Passage to read:

▼▼▼

Securing Data Lakes in a Data Centric World
Written by Dr. Diane Murphy, Marymount University and Oliver Forbes, NTT DATA
Data allows the business of today to optimize performance, investigate fraud and discover solutions to problems that we didn't even know the question to. At the heart of such are the inner workings of expansive data lakes. For clarity, a data lake is a repository of data created by ingesting heterogeneous datasets from various sources (local and/or external) and storing the data in its native (raw) format using a mostly flat architecture. The data lake facilitates the on-demand cross-analysis of the data from the datasets without the need for extensive pre-processing. New datasets can be readily added on the fly. User requirements are not completely defined when the data lake is designed and implemented, recognizing the changes in technology, data, and business needs that happen over time. Most greenfield data lake solutions are being built in the cloud.

▲▲▲

Instructions for the task: Extend the piece on securing data lakes, picking up after its final sentence about greenfield solutions being built in the cloud.

Extracted information:

▼▼▼

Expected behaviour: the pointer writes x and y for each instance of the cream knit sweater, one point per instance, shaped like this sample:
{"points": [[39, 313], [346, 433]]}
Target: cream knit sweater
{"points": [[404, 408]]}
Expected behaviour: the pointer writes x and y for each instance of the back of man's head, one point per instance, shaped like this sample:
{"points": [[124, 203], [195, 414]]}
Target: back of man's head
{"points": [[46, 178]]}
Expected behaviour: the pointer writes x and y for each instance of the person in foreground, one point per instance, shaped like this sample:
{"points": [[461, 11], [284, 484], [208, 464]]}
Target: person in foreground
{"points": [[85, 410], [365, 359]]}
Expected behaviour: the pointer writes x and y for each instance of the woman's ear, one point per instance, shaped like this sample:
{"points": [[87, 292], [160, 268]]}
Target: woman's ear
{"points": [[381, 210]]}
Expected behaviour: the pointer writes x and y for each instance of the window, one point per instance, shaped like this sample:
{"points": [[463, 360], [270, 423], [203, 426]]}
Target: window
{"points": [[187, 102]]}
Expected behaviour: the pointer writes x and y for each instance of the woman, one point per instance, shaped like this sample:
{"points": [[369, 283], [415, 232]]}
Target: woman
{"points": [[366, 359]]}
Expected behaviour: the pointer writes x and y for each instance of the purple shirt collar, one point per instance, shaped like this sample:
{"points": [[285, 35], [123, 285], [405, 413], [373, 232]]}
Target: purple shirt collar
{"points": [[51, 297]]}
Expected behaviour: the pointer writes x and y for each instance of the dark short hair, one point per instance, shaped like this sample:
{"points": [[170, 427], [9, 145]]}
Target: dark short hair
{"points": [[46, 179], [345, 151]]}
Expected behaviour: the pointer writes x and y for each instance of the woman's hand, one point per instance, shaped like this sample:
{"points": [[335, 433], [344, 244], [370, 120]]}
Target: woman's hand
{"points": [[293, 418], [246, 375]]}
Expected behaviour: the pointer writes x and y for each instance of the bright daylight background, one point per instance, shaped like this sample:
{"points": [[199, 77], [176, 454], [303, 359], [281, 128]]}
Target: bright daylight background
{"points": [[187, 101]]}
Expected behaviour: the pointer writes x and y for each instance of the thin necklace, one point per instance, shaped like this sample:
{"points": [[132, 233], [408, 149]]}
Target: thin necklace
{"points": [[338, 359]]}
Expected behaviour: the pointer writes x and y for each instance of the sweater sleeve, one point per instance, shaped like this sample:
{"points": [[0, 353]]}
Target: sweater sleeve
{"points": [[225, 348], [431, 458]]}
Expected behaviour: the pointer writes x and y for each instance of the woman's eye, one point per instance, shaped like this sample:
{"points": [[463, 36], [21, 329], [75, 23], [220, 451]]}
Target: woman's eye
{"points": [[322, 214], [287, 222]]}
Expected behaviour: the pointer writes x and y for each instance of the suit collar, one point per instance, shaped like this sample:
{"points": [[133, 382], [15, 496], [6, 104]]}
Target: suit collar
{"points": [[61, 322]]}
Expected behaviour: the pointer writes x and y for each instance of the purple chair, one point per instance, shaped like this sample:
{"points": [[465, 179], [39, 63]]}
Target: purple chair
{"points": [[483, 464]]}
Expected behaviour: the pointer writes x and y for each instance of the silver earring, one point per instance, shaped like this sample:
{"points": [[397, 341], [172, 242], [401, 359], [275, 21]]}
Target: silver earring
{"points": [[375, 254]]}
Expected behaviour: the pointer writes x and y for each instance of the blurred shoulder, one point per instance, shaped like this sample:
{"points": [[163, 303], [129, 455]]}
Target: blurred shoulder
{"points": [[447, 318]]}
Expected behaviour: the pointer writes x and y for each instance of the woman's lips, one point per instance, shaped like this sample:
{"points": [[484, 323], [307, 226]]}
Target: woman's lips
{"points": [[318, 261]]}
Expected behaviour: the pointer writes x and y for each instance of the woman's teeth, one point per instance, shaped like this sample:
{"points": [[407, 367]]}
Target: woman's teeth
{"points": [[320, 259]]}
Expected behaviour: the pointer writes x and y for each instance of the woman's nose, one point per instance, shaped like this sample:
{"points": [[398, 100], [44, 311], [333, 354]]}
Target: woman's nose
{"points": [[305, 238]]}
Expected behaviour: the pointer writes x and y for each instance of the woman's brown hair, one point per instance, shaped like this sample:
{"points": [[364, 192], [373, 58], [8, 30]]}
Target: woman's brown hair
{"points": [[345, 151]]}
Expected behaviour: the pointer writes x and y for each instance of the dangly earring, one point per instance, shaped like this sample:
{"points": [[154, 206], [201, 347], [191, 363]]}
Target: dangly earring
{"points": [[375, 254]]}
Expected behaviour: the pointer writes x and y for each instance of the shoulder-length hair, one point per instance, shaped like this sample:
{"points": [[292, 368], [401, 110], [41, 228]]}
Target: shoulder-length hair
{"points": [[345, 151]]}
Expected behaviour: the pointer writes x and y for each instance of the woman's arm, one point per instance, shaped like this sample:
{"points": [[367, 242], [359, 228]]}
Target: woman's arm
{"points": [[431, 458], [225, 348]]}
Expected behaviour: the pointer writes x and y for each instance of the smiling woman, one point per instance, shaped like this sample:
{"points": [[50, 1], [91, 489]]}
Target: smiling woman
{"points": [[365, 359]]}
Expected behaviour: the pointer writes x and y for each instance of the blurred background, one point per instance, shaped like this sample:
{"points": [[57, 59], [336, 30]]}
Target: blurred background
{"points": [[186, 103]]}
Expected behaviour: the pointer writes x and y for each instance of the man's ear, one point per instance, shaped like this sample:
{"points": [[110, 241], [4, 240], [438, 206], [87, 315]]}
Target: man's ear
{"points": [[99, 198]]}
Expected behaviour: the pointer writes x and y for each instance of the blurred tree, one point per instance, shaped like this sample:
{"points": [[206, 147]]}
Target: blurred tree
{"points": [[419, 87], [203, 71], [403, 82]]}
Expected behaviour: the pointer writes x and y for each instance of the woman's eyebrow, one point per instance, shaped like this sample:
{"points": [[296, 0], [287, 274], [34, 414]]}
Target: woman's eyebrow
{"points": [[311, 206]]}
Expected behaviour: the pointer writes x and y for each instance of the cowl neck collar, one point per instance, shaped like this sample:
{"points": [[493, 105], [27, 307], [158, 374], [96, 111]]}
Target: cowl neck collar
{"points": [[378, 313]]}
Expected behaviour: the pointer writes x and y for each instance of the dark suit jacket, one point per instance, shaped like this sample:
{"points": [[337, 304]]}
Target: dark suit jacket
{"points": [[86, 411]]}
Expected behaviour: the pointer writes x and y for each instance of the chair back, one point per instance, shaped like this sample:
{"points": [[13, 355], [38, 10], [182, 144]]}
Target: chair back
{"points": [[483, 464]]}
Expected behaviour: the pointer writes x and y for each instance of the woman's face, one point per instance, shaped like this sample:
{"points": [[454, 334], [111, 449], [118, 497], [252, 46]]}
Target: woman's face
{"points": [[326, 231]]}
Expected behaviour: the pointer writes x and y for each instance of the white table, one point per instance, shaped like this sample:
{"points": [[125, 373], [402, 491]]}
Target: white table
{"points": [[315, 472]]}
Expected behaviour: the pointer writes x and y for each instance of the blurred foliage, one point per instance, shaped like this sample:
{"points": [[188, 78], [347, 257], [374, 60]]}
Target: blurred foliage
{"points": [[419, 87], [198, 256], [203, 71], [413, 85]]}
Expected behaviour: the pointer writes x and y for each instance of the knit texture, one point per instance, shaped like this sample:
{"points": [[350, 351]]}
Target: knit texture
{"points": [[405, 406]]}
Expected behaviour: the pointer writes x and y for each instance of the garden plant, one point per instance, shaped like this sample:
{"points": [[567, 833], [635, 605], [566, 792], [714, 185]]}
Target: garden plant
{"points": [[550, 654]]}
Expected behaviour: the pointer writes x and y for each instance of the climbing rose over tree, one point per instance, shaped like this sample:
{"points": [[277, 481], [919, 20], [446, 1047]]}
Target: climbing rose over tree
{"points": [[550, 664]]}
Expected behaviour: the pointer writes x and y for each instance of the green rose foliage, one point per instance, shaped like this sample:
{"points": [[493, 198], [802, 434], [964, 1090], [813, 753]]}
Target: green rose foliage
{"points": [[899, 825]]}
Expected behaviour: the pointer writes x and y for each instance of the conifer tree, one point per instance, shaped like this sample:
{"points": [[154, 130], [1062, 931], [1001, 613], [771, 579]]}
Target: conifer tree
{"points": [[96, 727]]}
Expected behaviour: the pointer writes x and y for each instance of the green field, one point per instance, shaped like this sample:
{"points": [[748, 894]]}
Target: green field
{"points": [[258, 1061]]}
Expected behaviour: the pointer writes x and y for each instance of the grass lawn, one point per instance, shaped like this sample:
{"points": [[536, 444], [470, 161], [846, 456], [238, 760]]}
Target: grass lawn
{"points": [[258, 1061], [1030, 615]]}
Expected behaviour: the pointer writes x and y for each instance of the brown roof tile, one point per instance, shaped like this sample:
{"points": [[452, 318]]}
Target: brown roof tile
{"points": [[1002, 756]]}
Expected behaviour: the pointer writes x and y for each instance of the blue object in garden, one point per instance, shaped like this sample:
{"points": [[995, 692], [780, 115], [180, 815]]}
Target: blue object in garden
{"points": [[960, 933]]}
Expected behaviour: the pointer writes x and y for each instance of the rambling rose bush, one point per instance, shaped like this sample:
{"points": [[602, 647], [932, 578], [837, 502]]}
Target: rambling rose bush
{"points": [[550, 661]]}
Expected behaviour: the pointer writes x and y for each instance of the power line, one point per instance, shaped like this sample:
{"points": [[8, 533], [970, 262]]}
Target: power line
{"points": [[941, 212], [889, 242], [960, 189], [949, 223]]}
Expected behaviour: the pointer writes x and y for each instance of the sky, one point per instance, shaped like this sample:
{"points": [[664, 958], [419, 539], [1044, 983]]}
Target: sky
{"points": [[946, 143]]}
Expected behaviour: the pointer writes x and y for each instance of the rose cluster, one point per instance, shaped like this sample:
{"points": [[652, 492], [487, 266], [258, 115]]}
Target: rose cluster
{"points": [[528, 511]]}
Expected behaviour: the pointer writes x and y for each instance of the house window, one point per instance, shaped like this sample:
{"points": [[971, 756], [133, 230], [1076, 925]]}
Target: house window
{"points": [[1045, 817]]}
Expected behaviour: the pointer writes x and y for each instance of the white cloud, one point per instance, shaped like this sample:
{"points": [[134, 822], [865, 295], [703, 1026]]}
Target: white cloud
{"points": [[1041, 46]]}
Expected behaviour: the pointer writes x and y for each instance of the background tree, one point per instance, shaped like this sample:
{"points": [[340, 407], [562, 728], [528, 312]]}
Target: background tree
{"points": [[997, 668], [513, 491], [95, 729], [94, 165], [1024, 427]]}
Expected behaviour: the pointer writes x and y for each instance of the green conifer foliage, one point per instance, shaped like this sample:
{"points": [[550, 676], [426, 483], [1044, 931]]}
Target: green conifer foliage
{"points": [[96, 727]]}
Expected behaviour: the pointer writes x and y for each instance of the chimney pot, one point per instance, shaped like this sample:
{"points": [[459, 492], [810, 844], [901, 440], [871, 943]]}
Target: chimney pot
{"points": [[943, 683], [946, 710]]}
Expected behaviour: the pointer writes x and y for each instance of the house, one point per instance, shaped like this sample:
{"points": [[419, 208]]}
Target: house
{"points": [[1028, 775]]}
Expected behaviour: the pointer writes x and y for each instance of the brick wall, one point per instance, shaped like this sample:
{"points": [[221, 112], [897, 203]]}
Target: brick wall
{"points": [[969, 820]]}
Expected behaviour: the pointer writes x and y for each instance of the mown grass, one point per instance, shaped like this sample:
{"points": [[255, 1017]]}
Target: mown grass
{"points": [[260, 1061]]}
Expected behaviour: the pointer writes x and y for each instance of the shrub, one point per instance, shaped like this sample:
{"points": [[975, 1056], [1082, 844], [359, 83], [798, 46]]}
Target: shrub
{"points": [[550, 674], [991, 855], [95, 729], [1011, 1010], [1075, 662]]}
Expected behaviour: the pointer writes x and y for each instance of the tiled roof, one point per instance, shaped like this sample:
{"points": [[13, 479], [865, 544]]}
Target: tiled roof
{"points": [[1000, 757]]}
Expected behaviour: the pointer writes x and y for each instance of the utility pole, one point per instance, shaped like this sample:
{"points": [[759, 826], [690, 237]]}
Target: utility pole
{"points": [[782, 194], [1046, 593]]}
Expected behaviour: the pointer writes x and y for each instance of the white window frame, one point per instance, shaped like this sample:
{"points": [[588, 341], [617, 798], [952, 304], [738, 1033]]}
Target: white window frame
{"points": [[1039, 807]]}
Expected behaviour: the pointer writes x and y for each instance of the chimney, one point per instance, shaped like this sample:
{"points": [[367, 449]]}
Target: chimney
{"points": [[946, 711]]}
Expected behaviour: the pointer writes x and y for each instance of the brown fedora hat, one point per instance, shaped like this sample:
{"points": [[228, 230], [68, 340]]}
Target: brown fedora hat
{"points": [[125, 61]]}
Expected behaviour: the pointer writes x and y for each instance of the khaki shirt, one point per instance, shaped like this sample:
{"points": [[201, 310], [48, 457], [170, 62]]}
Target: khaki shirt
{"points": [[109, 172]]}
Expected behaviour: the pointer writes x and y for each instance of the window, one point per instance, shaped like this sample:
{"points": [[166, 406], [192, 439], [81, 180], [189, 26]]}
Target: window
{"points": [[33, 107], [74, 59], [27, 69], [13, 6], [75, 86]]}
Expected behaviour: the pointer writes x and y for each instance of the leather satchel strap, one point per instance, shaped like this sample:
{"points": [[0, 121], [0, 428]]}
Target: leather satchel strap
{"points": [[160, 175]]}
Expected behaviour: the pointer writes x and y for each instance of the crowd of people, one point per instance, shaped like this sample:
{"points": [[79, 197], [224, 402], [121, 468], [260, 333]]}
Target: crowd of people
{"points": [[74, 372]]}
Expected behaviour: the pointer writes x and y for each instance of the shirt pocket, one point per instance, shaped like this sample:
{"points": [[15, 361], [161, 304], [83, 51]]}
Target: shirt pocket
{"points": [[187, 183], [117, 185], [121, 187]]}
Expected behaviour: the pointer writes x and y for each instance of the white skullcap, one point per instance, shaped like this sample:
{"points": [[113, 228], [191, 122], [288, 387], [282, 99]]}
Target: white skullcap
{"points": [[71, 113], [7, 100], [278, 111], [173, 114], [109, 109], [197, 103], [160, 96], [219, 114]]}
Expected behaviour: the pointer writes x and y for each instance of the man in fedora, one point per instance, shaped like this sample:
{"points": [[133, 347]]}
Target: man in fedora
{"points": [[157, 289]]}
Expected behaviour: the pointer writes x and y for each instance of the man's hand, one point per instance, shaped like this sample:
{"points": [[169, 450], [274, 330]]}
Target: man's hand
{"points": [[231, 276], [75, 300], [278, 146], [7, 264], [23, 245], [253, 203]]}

▲▲▲

The output:
Datasets can come in many forms: raw data, streaming data, application data (including in a database or a data warehouse), textual data, or archived data. Data lakes are designed to handle the large volumes of data available today, the variety of data encountered (structured, semi-structured, and unstructured), as well as the high velocity of today's data (expanded availability, complexity, and change). At the same time, they must effectively and efficiently meet the advanced and ad-hoc query needs of business intelligence, machine learning, and artificial intelligence approaches, where the nature of the data to be searched and analyzed is not readily prescribed.
Data Lakes and the Cloud
Cloud technology has become a significant component of many data lakes. One primary consideration is the elasticity of both the storage and computing resources. Elasticity enables the data lake to grow with increased and more extensive datasets and query performance to be maintained as queries get ever larger and more complex. The cloud also allows access from anywhere in the world and many cloud providers offer a variety of technology tools to implement a data lake.
Data Lakes vs. Data Warehouses
The main differences between a data warehouse and a data lake reflect the unknowns in the environment today. A data warehouse focuses on the data and requirements as known, and only predefined requirements can be answered. The data is integrated, highly structured, and decision-oriented. As data is ingested, it uses extensive pre-processing during the extraction, transformation, and load (ETL) process.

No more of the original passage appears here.